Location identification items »
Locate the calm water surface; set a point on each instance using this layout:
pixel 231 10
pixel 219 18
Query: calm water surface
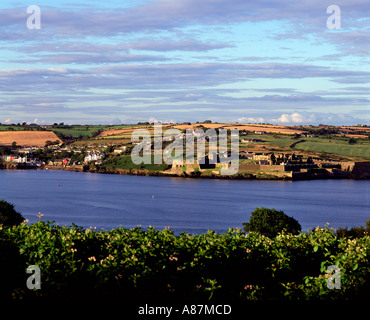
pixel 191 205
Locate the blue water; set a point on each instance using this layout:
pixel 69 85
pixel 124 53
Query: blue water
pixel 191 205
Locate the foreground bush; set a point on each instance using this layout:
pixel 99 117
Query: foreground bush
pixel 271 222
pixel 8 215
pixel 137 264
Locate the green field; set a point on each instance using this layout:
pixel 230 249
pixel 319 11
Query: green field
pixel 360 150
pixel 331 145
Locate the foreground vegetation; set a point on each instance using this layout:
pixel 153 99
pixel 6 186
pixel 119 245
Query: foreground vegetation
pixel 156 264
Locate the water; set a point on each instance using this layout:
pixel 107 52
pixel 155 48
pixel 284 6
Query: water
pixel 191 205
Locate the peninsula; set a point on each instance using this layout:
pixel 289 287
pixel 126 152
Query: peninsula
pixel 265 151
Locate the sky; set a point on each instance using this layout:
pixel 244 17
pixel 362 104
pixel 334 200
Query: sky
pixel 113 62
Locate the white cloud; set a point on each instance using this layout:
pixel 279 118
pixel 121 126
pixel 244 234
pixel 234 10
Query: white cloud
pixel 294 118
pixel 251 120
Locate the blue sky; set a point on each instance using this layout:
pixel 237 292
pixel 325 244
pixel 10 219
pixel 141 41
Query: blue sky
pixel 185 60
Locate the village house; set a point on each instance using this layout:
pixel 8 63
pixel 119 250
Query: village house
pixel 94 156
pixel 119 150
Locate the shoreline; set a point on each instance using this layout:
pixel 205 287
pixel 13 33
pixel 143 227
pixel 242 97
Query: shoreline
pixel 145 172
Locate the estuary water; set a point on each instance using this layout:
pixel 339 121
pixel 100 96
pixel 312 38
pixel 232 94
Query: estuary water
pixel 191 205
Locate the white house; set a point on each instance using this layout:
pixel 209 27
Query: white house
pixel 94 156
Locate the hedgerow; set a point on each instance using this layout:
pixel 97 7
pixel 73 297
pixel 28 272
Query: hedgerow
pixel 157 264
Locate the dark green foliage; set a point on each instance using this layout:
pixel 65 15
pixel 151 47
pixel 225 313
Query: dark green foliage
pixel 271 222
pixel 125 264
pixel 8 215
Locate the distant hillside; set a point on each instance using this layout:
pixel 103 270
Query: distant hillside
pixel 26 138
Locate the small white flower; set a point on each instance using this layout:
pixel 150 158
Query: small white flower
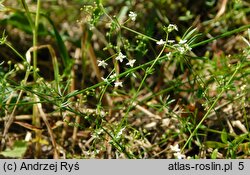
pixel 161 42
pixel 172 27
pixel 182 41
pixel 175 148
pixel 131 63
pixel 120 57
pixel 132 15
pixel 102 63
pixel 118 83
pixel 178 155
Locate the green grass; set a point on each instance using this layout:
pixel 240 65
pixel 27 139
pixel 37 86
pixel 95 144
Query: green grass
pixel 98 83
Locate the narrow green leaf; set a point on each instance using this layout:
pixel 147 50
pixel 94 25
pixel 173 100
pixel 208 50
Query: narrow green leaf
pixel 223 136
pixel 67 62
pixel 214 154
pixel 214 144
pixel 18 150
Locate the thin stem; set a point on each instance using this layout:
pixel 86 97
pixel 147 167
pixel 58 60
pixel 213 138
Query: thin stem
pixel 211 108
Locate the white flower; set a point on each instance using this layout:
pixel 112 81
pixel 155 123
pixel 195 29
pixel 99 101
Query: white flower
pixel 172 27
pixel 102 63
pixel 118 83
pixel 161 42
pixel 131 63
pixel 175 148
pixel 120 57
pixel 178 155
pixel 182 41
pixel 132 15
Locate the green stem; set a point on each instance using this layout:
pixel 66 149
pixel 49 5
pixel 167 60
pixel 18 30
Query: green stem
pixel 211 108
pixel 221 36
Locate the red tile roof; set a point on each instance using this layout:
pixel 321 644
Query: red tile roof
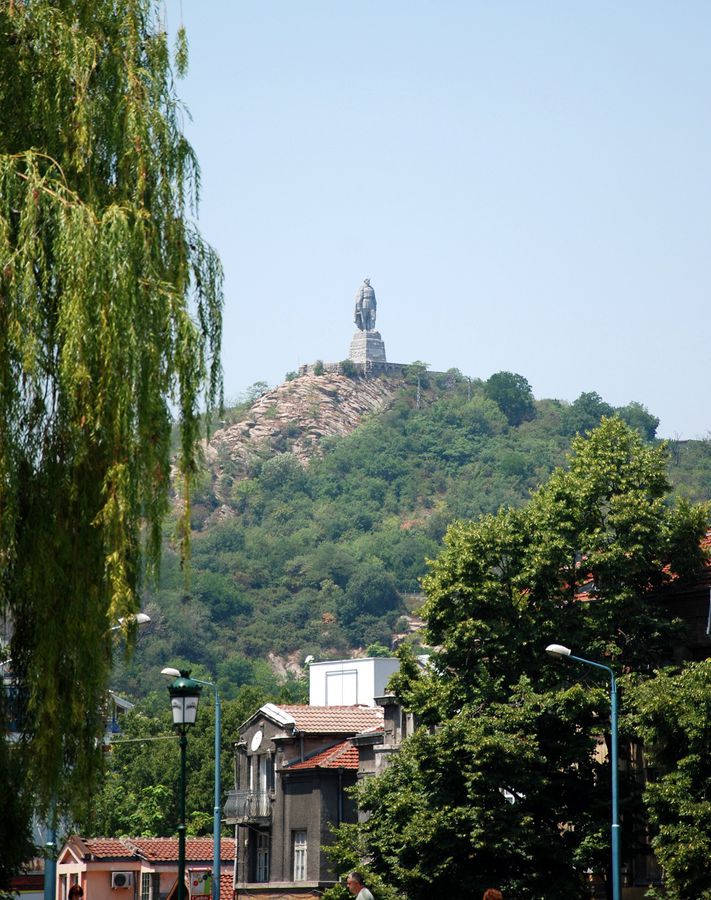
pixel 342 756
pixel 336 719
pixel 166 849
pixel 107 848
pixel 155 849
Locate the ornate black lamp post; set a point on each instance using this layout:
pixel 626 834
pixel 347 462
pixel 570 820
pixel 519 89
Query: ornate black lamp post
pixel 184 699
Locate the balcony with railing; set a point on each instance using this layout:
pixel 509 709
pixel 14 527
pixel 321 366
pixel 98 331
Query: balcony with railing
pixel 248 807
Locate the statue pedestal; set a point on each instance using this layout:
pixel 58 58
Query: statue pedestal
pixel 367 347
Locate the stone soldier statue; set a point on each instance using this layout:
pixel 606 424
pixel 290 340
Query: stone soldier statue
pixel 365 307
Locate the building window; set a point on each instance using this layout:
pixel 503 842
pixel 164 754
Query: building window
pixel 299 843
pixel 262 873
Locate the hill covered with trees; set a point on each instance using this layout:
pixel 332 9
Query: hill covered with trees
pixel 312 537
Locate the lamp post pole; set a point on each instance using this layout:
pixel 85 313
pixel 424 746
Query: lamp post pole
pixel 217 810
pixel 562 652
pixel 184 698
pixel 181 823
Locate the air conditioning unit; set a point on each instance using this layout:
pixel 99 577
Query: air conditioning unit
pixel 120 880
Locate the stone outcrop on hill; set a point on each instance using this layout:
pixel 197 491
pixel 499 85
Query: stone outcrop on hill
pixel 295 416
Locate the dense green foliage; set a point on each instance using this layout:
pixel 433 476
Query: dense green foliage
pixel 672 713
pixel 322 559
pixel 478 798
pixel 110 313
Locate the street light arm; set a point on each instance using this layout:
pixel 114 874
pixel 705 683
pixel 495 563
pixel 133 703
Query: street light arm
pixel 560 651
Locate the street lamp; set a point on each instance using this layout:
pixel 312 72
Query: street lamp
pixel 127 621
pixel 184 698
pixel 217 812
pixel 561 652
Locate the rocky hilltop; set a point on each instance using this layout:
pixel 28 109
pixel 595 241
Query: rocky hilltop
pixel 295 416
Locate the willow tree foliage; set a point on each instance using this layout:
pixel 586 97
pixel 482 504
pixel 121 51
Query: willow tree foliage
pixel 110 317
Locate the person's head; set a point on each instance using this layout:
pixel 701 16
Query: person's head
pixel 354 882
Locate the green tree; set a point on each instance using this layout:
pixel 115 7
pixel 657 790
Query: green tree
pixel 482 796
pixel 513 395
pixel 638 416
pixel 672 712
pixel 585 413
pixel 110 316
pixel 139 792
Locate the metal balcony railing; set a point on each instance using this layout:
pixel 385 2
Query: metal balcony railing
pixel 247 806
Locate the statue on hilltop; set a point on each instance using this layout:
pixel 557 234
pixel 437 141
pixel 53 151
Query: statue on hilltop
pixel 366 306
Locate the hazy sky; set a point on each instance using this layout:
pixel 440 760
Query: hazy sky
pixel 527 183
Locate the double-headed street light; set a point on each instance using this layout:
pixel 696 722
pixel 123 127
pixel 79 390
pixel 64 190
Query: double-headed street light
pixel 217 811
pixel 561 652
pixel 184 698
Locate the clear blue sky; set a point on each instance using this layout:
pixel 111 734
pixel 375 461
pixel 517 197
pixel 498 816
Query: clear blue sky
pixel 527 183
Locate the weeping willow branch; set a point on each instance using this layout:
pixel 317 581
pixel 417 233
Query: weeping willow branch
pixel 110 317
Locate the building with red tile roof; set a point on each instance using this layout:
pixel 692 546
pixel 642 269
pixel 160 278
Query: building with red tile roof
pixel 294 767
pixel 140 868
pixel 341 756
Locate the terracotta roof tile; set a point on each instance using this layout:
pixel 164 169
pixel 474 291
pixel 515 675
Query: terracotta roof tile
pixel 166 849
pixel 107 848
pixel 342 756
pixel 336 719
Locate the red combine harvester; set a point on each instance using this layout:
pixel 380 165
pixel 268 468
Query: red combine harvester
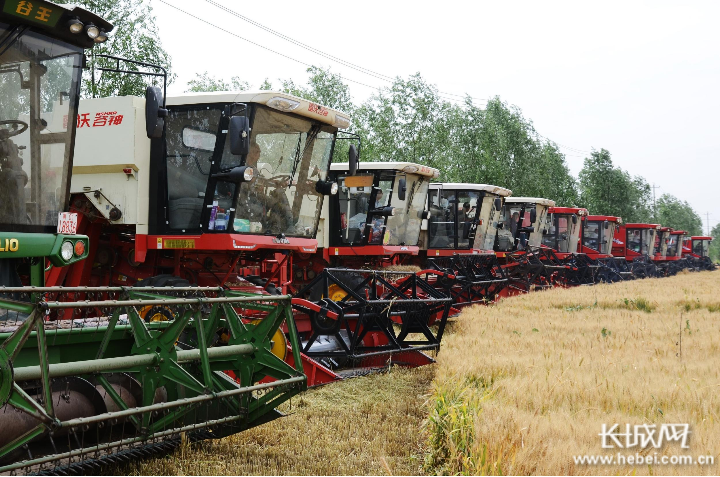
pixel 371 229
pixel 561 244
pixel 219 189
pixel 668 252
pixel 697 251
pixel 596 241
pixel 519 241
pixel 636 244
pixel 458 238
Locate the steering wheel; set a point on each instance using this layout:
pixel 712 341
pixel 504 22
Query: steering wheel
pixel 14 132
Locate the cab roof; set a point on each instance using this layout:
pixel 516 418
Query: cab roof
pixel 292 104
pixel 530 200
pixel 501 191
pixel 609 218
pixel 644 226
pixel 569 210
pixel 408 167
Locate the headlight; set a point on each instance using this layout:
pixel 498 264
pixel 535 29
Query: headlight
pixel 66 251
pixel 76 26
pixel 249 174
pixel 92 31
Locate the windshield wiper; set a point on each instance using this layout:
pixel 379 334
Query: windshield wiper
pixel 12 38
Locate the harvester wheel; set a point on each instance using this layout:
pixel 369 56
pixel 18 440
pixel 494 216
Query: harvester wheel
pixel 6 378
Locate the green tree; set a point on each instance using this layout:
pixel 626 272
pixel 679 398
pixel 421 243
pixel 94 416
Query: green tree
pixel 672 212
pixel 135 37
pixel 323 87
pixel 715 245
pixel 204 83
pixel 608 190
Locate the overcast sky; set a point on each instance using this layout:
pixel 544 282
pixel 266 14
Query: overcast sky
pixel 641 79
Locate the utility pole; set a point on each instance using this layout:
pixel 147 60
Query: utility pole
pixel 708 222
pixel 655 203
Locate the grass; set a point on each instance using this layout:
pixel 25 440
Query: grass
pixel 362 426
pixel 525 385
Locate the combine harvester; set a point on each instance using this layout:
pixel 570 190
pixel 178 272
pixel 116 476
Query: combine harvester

What you should do »
Reproduce the lines word for word, beginning with the line that contains "Locate the windshield" and continuing through the line that contains "pixel 6 378", including both of those lines.

Task result »
Locate the windshield wiper; set a point on each instance using this layout:
pixel 379 334
Query: windshield wiper
pixel 12 38
Locate the harvester wheel; set a point on each instance using this layout:
pixel 369 56
pixel 18 440
pixel 494 216
Query: harvester wheel
pixel 6 378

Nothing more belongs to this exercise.